#### Task:
Rewrite the rows, beginning at the start of the rows and stopping after the line that contains "427,205 -> 742,326". Replace "windshield sticker" with "inspection decal", leave everything else unchanged, and omit the pictures.

#### Records to use:
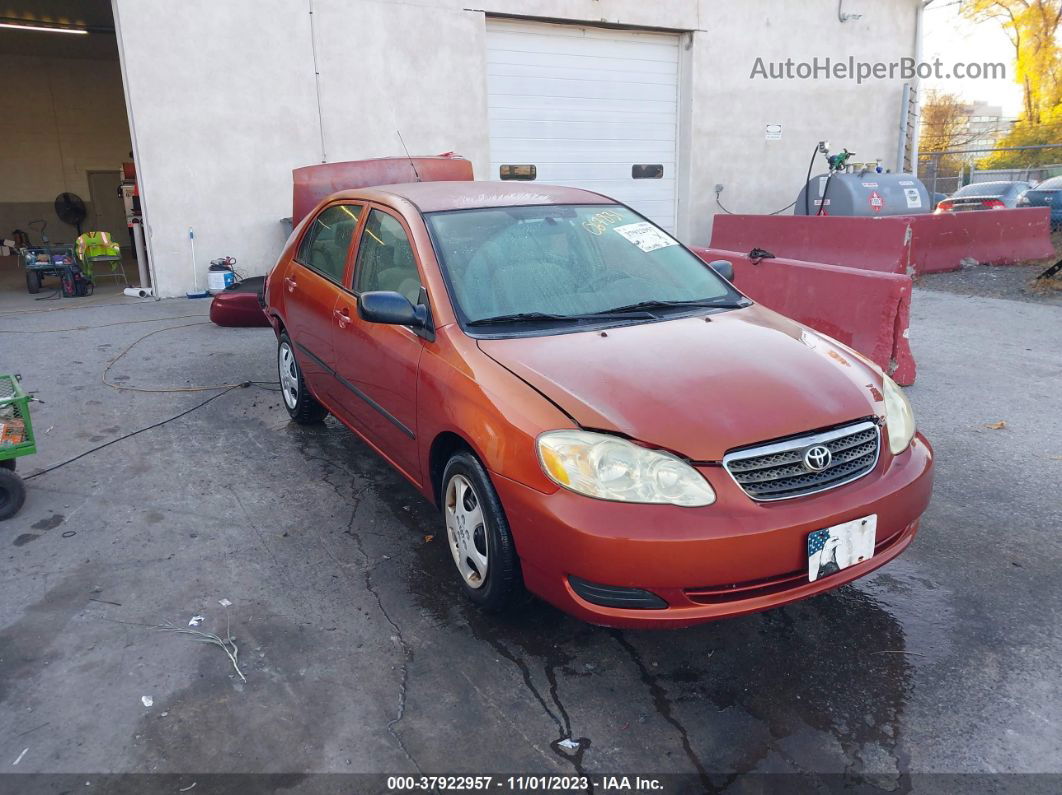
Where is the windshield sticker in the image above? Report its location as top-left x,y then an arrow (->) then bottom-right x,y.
614,221 -> 679,252
583,210 -> 623,235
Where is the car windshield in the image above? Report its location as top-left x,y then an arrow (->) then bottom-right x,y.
427,205 -> 742,326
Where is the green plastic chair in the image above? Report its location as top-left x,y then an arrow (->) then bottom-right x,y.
74,231 -> 129,284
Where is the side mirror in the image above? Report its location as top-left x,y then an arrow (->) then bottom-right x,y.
358,290 -> 428,328
708,259 -> 734,281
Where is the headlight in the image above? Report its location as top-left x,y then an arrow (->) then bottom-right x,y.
881,374 -> 914,455
538,431 -> 716,507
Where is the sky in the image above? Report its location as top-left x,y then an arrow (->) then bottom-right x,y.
922,0 -> 1022,118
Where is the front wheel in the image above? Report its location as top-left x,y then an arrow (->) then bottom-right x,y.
443,451 -> 524,611
0,469 -> 25,521
276,331 -> 328,425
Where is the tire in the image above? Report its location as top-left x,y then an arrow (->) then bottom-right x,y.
276,331 -> 328,425
441,450 -> 525,612
0,469 -> 25,521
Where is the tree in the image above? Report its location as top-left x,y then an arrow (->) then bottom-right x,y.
919,90 -> 973,174
961,0 -> 1062,125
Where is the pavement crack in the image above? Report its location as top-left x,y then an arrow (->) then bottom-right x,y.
486,637 -> 594,793
337,476 -> 424,773
612,629 -> 718,792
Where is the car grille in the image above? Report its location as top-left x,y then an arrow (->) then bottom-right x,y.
723,420 -> 880,501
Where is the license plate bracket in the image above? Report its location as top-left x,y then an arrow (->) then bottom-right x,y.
807,514 -> 877,583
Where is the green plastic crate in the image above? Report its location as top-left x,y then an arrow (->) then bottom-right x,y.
0,375 -> 37,461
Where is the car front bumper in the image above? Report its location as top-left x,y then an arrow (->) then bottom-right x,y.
493,434 -> 933,628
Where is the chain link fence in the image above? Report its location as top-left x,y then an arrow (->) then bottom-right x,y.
919,143 -> 1062,198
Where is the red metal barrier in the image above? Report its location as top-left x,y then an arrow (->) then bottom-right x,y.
692,247 -> 917,385
897,207 -> 1055,274
291,152 -> 473,226
712,207 -> 1055,274
712,215 -> 910,273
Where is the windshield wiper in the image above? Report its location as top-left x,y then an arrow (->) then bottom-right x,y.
602,296 -> 749,314
465,307 -> 652,326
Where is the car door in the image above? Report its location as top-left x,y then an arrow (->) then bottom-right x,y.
332,207 -> 428,483
284,203 -> 364,395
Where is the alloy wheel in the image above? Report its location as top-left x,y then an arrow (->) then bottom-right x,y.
277,342 -> 298,410
444,474 -> 490,588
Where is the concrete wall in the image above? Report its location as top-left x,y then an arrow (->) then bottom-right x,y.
113,0 -> 915,295
0,50 -> 132,242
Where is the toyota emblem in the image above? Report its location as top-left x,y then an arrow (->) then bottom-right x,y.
804,445 -> 834,472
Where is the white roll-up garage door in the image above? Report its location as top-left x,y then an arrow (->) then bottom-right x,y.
486,19 -> 679,230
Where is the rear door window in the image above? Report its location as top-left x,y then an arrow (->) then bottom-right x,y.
354,210 -> 421,306
295,204 -> 363,283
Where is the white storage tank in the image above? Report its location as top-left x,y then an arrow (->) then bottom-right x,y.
793,171 -> 932,217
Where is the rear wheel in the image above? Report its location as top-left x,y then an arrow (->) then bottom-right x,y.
0,469 -> 25,521
442,451 -> 524,611
276,331 -> 328,425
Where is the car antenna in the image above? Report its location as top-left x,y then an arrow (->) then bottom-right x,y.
395,129 -> 421,182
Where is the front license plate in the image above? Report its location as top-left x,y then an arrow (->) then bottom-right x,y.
807,514 -> 877,583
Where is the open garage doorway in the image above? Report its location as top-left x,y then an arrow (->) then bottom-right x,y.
0,0 -> 139,311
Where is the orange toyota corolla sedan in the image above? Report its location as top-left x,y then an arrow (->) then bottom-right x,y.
266,182 -> 932,627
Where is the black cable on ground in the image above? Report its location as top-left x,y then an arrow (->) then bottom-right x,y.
0,312 -> 209,334
716,144 -> 828,215
22,381 -> 252,481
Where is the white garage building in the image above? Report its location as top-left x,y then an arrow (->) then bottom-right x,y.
0,0 -> 922,296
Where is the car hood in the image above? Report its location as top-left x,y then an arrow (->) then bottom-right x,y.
478,306 -> 884,462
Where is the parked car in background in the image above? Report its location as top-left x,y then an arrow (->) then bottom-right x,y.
264,182 -> 933,627
936,180 -> 1029,212
1017,176 -> 1062,229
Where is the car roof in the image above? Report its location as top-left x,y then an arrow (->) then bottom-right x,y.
955,179 -> 1029,196
322,180 -> 615,212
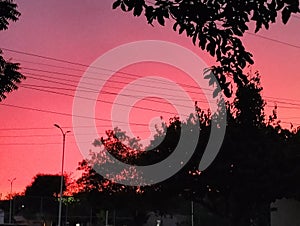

#### Response for this exercise:
Where is the inspection decal in the image above? Report its location as top-left x,y then an arrow (->) then bottom-right x,y.
614,221 -> 679,252
583,210 -> 623,235
Where is the car windshield in the image above? Report its location as top-left x,y then an arrow (->) then bottom-right x,y.
427,205 -> 742,326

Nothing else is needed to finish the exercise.